• _Task brief_
Please retype the data in full and exactly; the pictures are not part of the copy.

################

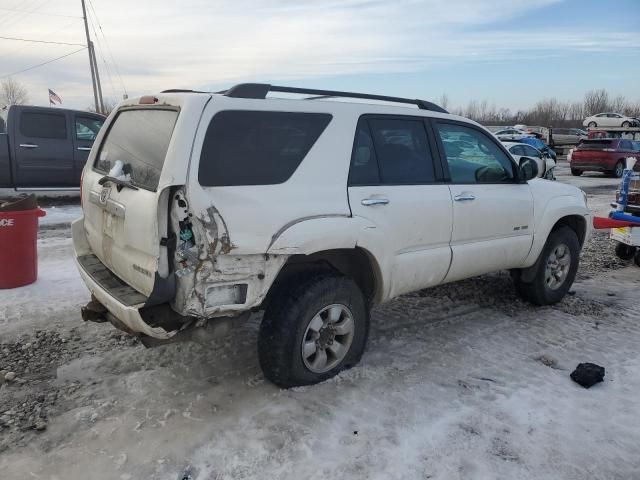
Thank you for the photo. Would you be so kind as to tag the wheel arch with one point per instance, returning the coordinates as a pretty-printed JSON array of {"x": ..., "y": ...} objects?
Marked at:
[{"x": 356, "y": 263}]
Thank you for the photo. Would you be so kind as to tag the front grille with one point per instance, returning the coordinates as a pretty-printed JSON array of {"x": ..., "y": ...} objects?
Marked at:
[{"x": 104, "y": 277}]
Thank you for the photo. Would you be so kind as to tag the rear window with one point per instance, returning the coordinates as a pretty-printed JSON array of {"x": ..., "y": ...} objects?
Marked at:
[
  {"x": 43, "y": 125},
  {"x": 140, "y": 139},
  {"x": 257, "y": 147},
  {"x": 595, "y": 144}
]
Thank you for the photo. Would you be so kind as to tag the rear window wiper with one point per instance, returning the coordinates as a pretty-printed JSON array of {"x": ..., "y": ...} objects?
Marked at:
[{"x": 119, "y": 182}]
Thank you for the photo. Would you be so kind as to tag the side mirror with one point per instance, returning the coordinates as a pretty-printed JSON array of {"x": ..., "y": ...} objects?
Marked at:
[{"x": 528, "y": 168}]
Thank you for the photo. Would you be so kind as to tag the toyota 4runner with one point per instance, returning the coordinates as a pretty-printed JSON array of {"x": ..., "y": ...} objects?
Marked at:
[{"x": 201, "y": 206}]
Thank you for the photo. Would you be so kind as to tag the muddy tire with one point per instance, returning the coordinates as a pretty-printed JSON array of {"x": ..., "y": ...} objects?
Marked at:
[
  {"x": 618, "y": 170},
  {"x": 313, "y": 330},
  {"x": 625, "y": 252},
  {"x": 555, "y": 269}
]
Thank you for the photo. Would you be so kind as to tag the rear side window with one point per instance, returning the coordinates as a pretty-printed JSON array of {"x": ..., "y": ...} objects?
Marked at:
[
  {"x": 472, "y": 157},
  {"x": 43, "y": 125},
  {"x": 140, "y": 140},
  {"x": 391, "y": 151},
  {"x": 87, "y": 128},
  {"x": 244, "y": 147}
]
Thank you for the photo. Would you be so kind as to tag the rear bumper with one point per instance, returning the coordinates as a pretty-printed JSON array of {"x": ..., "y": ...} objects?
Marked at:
[{"x": 129, "y": 315}]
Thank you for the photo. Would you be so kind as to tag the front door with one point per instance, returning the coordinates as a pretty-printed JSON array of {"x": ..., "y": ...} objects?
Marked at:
[
  {"x": 397, "y": 191},
  {"x": 43, "y": 150},
  {"x": 492, "y": 212}
]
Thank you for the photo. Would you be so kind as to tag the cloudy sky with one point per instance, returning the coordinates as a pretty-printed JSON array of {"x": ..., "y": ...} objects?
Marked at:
[{"x": 511, "y": 52}]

################

• _Reply_
Thank you for the photo. Would you be so kind as to tag the wheel arch with one point per instance, returning the coordinates as a pretty-printed JSON array of {"x": ..., "y": ...} objects?
Marked at:
[{"x": 356, "y": 263}]
Thank you for the photo. Would you be so kind as to tag the front grille with one point per instance, returning the coordinates as a pretty-printed JSON array of {"x": ..., "y": ...} objects?
Marked at:
[{"x": 104, "y": 277}]
Thank you for the photo. Would you be so kind as to tag the rear window with one point per instance, returning the coordinates as a pretty-printed JSON array of {"x": ..., "y": ...} objects?
Marked at:
[
  {"x": 43, "y": 125},
  {"x": 140, "y": 139},
  {"x": 257, "y": 147},
  {"x": 595, "y": 144}
]
Thank you for the photo. Would you be so kind as to tag the rear window wiper with one point per instance, returning the coordinates as a pretty-printed JSON array of {"x": ..., "y": ...} objects?
Marked at:
[{"x": 119, "y": 182}]
Thank you for the photo. Would you be so kind as to tag the side mirror with one point per instance, returning the coordinates as a pretty-printed JSON array of {"x": ..., "y": ...} objects?
Marked at:
[{"x": 528, "y": 168}]
Thank you for the photo. Would you be so kind as to tag the toyota 4runner with one point per instance, returning the coordinates as a pretty-printed JSON array of {"x": ..., "y": ...} objects?
Marked at:
[{"x": 201, "y": 206}]
Thank you for the photo. Would you be so kind as to tag the muddy tire with one point per instance, returning the coordinates as a pretty-printed JSON array of {"x": ..., "y": ...} objects?
Marked at:
[
  {"x": 618, "y": 170},
  {"x": 313, "y": 330},
  {"x": 625, "y": 252},
  {"x": 555, "y": 269}
]
Thank you for the photo. Would you be so kind as to tag the rear side window with one point per instance, returning the coordinates as a pretty-printed JSON array of {"x": ..., "y": ...} objects?
Marked at:
[
  {"x": 472, "y": 157},
  {"x": 43, "y": 125},
  {"x": 140, "y": 140},
  {"x": 391, "y": 151},
  {"x": 87, "y": 128},
  {"x": 244, "y": 147}
]
Thank you for the photo. Would you be so kind as to tag the rear bumper with one point per instance, returning the coordinates as a pretty-printed JSON array of {"x": ..., "y": ...} objects?
Marked at:
[{"x": 129, "y": 315}]
Thank you for the photo. Would you be so kind as to tag the front door with one point per instance, returning the coordinates as a pretty-printed JSON array of {"x": ..., "y": ...} objects?
Marked at:
[
  {"x": 397, "y": 191},
  {"x": 43, "y": 150},
  {"x": 492, "y": 212}
]
Thank you for the photo. Would you be so kind as to tag the cloudy sky with one point per instance, returning the coordinates as a pretty-printed JSON array of {"x": ..., "y": ...} objects?
Marked at:
[{"x": 511, "y": 52}]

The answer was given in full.